(Entrées d'identification de lieux)
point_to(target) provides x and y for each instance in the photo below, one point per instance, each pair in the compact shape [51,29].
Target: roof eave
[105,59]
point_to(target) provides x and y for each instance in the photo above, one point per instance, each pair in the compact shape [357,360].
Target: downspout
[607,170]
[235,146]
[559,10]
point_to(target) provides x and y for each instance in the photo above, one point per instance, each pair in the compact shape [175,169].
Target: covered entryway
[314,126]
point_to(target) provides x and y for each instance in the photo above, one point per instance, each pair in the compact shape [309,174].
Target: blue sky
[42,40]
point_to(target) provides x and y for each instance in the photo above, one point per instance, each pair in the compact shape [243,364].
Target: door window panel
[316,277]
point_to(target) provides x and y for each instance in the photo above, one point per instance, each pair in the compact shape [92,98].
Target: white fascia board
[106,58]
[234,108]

> **TRAVAIL DEMANDÉ**
Recopiez tout le matériel ci-dessus en substituant « occurrence » à « instance », sans rien modifier d'autre.

> **RÉSULTAT**
point_to(target) provides x and y for each occurrence in the photo below, one point per occurrence, each pair in the compact shape [51,29].
Target: roof eave
[105,59]
point_to(target) provides x and y for each occurrence in the photo above, one point per occurrence, each pair in the compact shape [357,360].
Target: downspout
[607,170]
[235,146]
[559,10]
point_to(target) provides x and y for each occurrence in the photo above, one point per occurrence, each pair in the compact shape [175,169].
Target: covered entryway
[314,126]
point_to(target) provides x and y for each occurrence in the photo above, one point per occurrence, each pair in the compact shape [309,174].
Target: blue sky
[42,40]
point_to(target) provides x and y for each occurrence in the photo above, one point per occurrence, each pair in the compact shape [243,364].
Target: door window panel
[316,277]
point_to(target) provides x and y for each occurrence in the photo above, one point per occurrence, each pair in the compact shape [92,98].
Target: white fascia board
[106,58]
[234,108]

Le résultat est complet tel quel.